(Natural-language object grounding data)

------------------------------------------------------------

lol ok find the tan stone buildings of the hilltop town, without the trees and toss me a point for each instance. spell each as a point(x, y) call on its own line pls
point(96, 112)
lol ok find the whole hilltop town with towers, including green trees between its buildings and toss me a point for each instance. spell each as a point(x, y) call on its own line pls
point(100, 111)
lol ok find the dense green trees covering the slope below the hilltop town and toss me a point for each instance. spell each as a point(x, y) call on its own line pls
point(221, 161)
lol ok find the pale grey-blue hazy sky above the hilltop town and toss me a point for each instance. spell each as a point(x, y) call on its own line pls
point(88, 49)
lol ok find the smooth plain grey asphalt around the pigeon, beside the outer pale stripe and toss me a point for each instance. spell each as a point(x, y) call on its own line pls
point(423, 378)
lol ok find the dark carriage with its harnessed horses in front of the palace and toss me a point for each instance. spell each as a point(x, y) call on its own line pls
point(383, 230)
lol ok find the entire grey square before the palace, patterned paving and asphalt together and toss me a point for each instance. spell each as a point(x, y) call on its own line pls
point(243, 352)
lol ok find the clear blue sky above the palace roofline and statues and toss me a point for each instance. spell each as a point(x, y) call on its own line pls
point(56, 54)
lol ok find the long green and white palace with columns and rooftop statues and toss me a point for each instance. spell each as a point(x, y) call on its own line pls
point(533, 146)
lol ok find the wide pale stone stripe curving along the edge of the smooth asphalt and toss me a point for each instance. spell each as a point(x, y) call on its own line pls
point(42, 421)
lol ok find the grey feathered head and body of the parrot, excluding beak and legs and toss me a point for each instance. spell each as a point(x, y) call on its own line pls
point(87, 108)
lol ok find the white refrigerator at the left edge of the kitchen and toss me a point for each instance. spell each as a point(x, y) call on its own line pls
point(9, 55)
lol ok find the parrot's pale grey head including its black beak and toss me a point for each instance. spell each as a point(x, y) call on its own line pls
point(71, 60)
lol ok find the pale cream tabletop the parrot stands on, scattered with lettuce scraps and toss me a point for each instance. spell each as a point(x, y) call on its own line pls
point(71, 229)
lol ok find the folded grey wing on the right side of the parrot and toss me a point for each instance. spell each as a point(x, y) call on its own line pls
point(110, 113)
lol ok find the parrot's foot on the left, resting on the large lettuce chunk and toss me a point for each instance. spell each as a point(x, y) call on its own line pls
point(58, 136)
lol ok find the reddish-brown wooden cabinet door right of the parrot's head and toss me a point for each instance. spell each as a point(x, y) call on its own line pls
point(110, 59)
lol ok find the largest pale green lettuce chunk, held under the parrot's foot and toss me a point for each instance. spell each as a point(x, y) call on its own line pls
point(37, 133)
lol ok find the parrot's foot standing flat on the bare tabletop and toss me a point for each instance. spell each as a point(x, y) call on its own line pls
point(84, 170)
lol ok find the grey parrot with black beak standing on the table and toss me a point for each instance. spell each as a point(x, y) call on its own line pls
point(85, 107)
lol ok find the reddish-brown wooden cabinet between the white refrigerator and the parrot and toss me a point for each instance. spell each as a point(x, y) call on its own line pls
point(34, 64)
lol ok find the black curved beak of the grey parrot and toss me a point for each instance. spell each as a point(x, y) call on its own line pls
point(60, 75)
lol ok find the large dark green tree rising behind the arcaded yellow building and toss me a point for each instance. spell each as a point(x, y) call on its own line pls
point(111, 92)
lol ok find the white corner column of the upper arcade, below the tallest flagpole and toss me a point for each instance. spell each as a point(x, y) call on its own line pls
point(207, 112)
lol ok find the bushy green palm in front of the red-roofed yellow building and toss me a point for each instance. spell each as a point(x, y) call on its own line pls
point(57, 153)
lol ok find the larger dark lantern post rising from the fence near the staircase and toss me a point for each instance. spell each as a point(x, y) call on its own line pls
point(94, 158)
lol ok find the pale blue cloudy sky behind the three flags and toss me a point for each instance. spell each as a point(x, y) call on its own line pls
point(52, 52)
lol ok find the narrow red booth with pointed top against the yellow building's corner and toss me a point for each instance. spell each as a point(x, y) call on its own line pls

------------------------------------------------------------

What needs to be done
For this exercise, copy word for word the line that contains "lol ok find the reddish-brown wooden cabinet between" and every line after it, ending with the last line of the entries above.

Output for this task
lol ok find the reddish-brown wooden cabinet between the white refrigerator and the parrot and toss me a point for each instance. spell each as a point(x, y) call on its own line pls
point(34, 64)
lol ok find the black curved beak of the grey parrot and toss me a point for each instance. spell each as a point(x, y) call on its own line pls
point(60, 75)
lol ok find the large dark green tree rising behind the arcaded yellow building and toss me a point for each instance. spell each as a point(x, y) call on its own line pls
point(111, 92)
lol ok find the white corner column of the upper arcade, below the tallest flagpole and toss me a point for each instance. spell each as a point(x, y) call on its own line pls
point(207, 112)
lol ok find the bushy green palm in front of the red-roofed yellow building and toss me a point for each instance. spell each as a point(x, y) call on its own line pls
point(57, 153)
lol ok find the larger dark lantern post rising from the fence near the staircase and toss me a point for each instance. spell each as a point(x, y) call on its own line pls
point(94, 158)
lol ok find the pale blue cloudy sky behind the three flags and toss me a point for each instance. spell each as a point(x, y) call on its own line pls
point(52, 52)
lol ok find the narrow red booth with pointed top against the yellow building's corner and toss me a point for each instance. spell each as a point(x, y) call on its own line pls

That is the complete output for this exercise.